> [TEXTO FORNECIDO]:
======
A atitude do professor foi um dos motivos para Ruth desistir de ser médica, o que deixou sua mãe desolada. Além de ser uma profissão de alto status social, foi a medicina exercida por seu pai que ajudou a família diversas vezes a conseguir sobreviver durante a guerra. Outro motivo para a desistência foi falta de aptidão: a jovem, ainda apaixonada por arte como nos dias em Roma, não se via trabalhando num hospital.

Em 1955, Ruth se casou com o também médico Jacob Tarasantchi. Foi, segundo ela, um casamento de igual para igual, incomum para aquele tempo. A união durou até 1997, quando ele morreu. "A maioria das minhas amigas não continuou a estudar depois de casar e não trabalhava fora, mas comigo foi diferente, e meu marido tinha orgulho disso." Foi ao lado de Jacob que ela se tornou pesquisadora de arte e artista com mestrado e doutorado pela USP (Universidade de São Paulo). "De tanto visitar museus e casas de colecionadores comigo, ele acabou por se tornar um expert também", diverte-se.

Primeiro apaixonada pelas paisagens e paisagistas brasileiros, como pesquisadora e artista, Ruth foi, aos poucos, refazendo sua trajetória e a de sua família durante a Segunda Guerra (1939-1945) por meio de seus desenhos. Em 2019, lançou o livro "A História de Ruth" (ed. Cultura Acadêmica), compilando gravuras e memórias.
======
> [DADOS DE ENTRADA]:
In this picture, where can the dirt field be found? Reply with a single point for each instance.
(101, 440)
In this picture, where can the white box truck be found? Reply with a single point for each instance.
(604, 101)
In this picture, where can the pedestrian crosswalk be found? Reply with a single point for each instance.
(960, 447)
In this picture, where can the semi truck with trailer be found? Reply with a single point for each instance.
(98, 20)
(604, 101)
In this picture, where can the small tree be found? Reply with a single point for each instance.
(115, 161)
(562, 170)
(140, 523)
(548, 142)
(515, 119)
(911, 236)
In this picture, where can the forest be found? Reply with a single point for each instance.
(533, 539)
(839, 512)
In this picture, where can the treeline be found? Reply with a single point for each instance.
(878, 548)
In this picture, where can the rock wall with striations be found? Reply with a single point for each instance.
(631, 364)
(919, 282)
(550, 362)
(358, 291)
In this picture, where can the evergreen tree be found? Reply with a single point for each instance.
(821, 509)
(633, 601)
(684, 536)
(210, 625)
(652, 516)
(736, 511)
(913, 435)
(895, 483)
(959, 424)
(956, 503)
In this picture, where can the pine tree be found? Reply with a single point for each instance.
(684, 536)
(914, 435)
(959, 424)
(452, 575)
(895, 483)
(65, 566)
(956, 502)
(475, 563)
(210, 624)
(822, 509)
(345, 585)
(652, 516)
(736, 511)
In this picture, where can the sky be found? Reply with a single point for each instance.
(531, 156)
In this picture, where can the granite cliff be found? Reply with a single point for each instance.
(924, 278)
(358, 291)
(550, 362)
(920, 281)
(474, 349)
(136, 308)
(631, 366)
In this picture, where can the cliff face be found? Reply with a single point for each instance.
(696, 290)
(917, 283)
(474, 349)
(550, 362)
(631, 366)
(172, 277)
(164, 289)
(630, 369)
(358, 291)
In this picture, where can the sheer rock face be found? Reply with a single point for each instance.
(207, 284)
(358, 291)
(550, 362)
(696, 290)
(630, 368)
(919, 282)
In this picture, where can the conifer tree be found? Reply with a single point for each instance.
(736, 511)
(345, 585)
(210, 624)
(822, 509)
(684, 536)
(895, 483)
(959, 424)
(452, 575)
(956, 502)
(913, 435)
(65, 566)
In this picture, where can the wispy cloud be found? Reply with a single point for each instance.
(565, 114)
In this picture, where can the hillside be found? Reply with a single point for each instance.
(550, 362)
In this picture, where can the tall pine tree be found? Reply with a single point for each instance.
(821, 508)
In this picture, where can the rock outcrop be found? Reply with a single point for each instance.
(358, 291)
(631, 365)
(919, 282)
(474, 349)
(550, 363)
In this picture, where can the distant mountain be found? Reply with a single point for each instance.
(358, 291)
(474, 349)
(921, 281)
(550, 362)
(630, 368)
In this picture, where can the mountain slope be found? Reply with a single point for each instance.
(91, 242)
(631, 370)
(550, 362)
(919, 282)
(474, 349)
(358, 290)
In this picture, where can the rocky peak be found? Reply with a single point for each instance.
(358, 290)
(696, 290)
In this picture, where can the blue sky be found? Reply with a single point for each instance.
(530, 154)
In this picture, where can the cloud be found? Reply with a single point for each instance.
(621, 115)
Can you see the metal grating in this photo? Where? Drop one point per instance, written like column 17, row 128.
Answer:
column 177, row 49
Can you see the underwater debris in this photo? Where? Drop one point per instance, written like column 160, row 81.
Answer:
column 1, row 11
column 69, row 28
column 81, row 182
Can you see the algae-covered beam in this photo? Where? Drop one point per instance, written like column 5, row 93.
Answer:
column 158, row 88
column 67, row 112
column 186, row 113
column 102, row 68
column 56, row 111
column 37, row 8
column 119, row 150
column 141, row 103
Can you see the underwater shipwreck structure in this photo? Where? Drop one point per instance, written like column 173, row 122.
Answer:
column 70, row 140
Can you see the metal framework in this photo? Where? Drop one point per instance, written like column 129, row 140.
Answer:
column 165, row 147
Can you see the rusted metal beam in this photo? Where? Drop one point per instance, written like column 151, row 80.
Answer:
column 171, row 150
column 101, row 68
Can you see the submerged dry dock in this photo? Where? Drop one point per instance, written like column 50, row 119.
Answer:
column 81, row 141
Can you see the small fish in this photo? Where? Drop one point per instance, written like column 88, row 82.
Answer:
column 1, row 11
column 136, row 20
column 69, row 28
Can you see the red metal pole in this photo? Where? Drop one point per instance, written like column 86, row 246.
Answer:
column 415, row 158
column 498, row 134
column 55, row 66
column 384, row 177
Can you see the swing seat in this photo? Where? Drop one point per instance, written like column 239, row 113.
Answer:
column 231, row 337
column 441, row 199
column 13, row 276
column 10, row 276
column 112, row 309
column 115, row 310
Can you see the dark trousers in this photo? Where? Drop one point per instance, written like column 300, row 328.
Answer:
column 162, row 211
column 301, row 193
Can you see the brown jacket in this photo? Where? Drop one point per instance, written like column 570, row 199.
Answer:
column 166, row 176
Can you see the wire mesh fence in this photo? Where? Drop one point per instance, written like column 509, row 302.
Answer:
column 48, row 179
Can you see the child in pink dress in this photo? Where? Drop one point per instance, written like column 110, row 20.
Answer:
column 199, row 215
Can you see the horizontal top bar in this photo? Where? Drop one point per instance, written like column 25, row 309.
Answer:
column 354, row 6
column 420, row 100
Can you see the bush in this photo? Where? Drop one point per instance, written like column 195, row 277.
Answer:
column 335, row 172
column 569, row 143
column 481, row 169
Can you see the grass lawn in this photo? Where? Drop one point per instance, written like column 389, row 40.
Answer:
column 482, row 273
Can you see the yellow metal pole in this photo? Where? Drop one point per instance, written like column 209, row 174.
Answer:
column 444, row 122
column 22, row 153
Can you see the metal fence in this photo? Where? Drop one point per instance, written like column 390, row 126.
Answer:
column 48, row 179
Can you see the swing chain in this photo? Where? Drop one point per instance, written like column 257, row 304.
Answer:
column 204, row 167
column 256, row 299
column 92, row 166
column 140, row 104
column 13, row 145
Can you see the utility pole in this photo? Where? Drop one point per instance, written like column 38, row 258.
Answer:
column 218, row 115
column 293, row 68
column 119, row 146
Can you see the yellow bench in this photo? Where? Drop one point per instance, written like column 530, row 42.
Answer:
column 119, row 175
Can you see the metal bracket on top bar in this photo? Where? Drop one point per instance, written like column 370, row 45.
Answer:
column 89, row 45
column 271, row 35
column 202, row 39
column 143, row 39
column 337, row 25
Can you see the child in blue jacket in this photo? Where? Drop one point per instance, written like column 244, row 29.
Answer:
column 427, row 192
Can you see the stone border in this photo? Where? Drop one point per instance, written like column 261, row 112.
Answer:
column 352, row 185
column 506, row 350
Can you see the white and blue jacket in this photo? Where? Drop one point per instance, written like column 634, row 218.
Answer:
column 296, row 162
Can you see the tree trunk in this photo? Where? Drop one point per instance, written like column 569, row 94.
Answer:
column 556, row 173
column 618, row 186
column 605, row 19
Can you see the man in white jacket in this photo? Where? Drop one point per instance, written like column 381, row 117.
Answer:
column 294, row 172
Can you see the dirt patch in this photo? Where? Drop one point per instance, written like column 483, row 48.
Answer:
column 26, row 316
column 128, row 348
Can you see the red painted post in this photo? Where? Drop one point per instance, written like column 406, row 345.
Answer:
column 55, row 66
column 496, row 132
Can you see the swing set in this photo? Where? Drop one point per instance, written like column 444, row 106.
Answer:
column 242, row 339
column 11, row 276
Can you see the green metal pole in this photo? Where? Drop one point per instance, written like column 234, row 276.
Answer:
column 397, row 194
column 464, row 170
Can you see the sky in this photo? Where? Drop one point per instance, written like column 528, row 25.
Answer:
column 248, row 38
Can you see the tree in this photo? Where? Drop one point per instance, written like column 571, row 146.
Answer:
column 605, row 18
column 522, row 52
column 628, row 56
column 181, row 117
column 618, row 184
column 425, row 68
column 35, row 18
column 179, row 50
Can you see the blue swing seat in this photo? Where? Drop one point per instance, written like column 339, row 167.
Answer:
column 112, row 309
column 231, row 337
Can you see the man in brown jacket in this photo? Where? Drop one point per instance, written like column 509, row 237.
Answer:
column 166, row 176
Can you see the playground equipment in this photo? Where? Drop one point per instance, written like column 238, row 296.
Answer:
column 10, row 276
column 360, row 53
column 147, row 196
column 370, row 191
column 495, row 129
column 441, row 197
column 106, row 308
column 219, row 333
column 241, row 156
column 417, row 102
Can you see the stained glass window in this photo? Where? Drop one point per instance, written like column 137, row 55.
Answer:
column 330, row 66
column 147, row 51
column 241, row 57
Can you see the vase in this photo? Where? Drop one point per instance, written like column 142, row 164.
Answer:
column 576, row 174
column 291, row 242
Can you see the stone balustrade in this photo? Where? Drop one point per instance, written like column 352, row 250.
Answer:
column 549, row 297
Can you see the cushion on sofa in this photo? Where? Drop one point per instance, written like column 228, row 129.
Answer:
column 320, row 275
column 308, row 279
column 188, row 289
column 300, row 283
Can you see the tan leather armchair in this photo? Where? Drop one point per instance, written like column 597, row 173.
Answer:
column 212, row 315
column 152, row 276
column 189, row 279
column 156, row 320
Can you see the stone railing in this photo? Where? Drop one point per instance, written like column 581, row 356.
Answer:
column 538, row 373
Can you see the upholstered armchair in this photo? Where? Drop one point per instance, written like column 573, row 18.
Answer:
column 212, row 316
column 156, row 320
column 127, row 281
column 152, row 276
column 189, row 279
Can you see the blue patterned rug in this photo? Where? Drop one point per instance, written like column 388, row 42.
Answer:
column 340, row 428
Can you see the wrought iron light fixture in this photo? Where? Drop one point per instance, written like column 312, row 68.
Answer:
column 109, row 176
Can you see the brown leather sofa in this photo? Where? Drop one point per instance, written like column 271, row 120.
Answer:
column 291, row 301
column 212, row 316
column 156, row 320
======
> [PROBLEMA A RESOLVER]:
Responda com base no texto sobre Ruth:
(a) Em que a medicina exercida pelo pai de Ruth ajudou a família durante a guerra?
(b) Em que ano Ruth se casou com Jacob Tarasantchi?
(c) Qual é o título do livro que Ruth lançou em 2019?

> [RESPOSTA ESCRITA]:
(a) Ajudou a família diversas vezes a conseguir sobreviver.
(b) Em 1955.
(c) "A História de Ruth".